_BACAAN YANG DIBERIKAN_:
******************************

Dari uraian di atas bisa ditarik kesimpulan bahwa klausa memang berpotensi untuk menjadi kalimat tunggal karena di dalamnya sydah ada fungsi sintaksis wajib, yaitu subjek dan predikat.
c.    kalimat
Kalimat itu merupakan satuan yang langsung digunakan dalam berbahasa, maka para tata bahasawan tradisional biasanya membuat definisi kalimat dengan mengaitkan peranan kalimat itu sebagai alat interaksi dan kelengkapan pesan atau isi yang akan disampaikan. Oleh karena itu, definisi seperti “Kalimat adalah susunan kata-kata yang teratur yang berisi fikiran yang lengkap” merupakan definisi umum yang biasa kita jumpai. Malah dalam pelajaran bahasa Arab di madrasah atau pesantren definisi kalimat yang berbunyi “Kalimat adalah lafal yang tersusun dari buah kata atau lebih yang mengandung arti, dan disengaja serta berbahasa Arab” dianggap sebagai definisi yang sudah baku (djuha 1989).
Berbagai definisi mengenai kalimat memang telah banyak dibuat orang. Disini dalam kaitannya dengan satuan-satuan sintaksis yang lebih kecil (kata, frase dan klausa) kita akan mengikuti konsep, bahwa kalimat adalah satuan sintaksis yang disusun dari konstituen dasar, yang biasanya berupa klausa, dilengkapi dengan konjungsi bila diperlukan, serta disertai dengan intonasi final (djoko kentjono).
Dari rumusan itu bisa disimpulkan, bahwa yang penting atau yang menjadi dasar kalimat adalah konstituen dasar dan intonasi final, sebab konjungsi hanya ada kalau diperlukan. Konstituen dasar itu biasanya berupa klausa. Jadi, kalau pada sebuah klausa diberi intonasi final, maka akan terbentuklah kalimat itu.
Jenis kalimat
Kalimat imperatif adalah kalimat yang meminta pendengar atau pembaca melakukan suatu tindakan. Kalimat imperatif dapat berupa kalimat perintah, kalimat himabauan, dan kalimat larangan.
Kalimat perintah
Kalimat perintah mengharapkan adanya reaksi berupa tindakan khusus fisik. Menurut sifatnya dapat di bedakan adanya kalimat perintah yang tegas, yang biasa, dan yang halus.
a.    Kalimat perintah yang tegas di bentuk dari sebuah klausa tidak lengkap,biasanya hanya berupa verba dasar, disertai dengan intonasi kalimat perintah. Dalam bahasa tulis intonasi ini di ganti dengan (tanda seru).
Contoh: bersihkan!
              Tembak!
              Tulis!
Disini verba itu dapat pula di lengkapi dengan objek atau keterangan agar tidak menimbulkan salah paham.misalnya kalimat imperatif diatas
menjadi: bersihkan ruangan ini!
               Tembak kakinya!
               Tulis namamu disini!

******************************

_YANG DIMINTA_:
Lanjutkan uraian tentang kalimat di atas, mulai setelah kalimat terakhirnya.

******************************

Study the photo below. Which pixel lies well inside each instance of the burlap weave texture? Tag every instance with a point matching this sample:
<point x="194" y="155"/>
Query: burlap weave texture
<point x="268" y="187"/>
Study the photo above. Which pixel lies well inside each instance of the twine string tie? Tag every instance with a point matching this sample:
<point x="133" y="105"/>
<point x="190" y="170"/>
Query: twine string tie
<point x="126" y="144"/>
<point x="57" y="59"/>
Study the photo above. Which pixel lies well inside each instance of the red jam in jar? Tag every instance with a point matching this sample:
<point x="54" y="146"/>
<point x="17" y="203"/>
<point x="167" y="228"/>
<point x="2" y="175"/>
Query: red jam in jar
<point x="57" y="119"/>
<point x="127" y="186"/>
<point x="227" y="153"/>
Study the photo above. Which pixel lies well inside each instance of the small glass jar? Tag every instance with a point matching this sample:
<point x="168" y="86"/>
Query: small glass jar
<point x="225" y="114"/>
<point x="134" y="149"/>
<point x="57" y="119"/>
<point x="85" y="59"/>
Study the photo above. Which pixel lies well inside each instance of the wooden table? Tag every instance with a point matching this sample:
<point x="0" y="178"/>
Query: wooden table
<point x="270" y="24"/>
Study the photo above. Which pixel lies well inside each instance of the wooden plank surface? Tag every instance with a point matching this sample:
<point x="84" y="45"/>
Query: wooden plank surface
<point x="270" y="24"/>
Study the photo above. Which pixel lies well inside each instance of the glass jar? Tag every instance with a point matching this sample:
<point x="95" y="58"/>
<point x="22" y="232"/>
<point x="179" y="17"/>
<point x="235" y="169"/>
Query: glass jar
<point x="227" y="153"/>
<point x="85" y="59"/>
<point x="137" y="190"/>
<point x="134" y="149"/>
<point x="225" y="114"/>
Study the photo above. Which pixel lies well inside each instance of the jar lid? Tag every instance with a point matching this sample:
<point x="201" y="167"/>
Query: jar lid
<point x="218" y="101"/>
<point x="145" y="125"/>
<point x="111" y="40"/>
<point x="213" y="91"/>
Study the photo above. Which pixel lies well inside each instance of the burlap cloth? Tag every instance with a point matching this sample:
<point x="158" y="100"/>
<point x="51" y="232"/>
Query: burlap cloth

******************************

_HASIL JAWABAN_:
    Dalam situasi yang sudah diketahui akan apa yang harus dilakukan oleh pendengar maka kalimat imperatif itu dapat berupa hanya menyebut nama orang yang di perintah umpanya, situasi ketika berlangsung pelajaran membaca pelajaran di kelas, beberapa murid telah mnedapat giliran membaca, maka kalau guru mau menyuruh murid yang bernama sudin untuk membaca, maka kalimat perintah dapat hanya berupa:
•    Sudin!
b.    Kalimat imperatif yang biasa di bentuk dari sebuah klausa berpredikat verba yang di beri partikel lah, serta dengan menanggalkan subjeknya. Contoh:
•    Jagalah kebersihan!
•    Bayarlah dengan uang pas!
•    Datanglah pada waktunya!
Kalau orang yang di perintah itu tertentu, maka subjek pada kalimat tersebut haris di tampilkan. Misalnya:
•    Ali,  jagalah kebersihan!
•    Ahamd, datanglah tepat waktu!
•    Fatimah, rapikan dulu meja tulis itu!
c.    Kalimat imperatif, halus, sopan, di bentuk dengan menggunakan kata-kata tertentu yang menunjukkan tingkat kesopanannya. Kata-kata tersebut adalah mohon, harap, tolong, minta, silahkan, sebaiknya, dan hendaknya. Contoh:
•    Mohon agar surat-surat itu bapak tanda tangani dulu
•    Kami harap anda bisa memberi bantuan sekedarnya
•    Tolong sampaikan salam ini kepadanya
•    Saya minta agar sodara meninggalkan tempat ini
•    Silahkan mencicipi hidangan yang ala kadarnya ini
•    Sebaiknya anda menunggu sebentar di sini
•    Hendaknya sodara berhati-hati kalau bicara di sini
Cara lain untuk memerintah dengan cara halus adalah dengan menggunakan kalimat imperatif. Contoh:
•    Dapatkah anda menunggu sebentar di sini?
•    Apakah tidak sebaiknya kita berangkat sekarang?
•    Sambil menunggu kedatangan beliau, dapatkah anda membantu saya?

kalimat perintah dalam bahasa arab disebut FI’IL AMAR  (Kata Kerja Perintah(
Fi’il Amar atau Kata Kerja Perintah adalah fi’il yang berisi pekerjaan yang dikehendaki oleh Mutakallim (pembicara) sebagai orang yang memerintah agar dilakukan oleh Mukhathab (lawan bicara) sebagai orang yang diperintah.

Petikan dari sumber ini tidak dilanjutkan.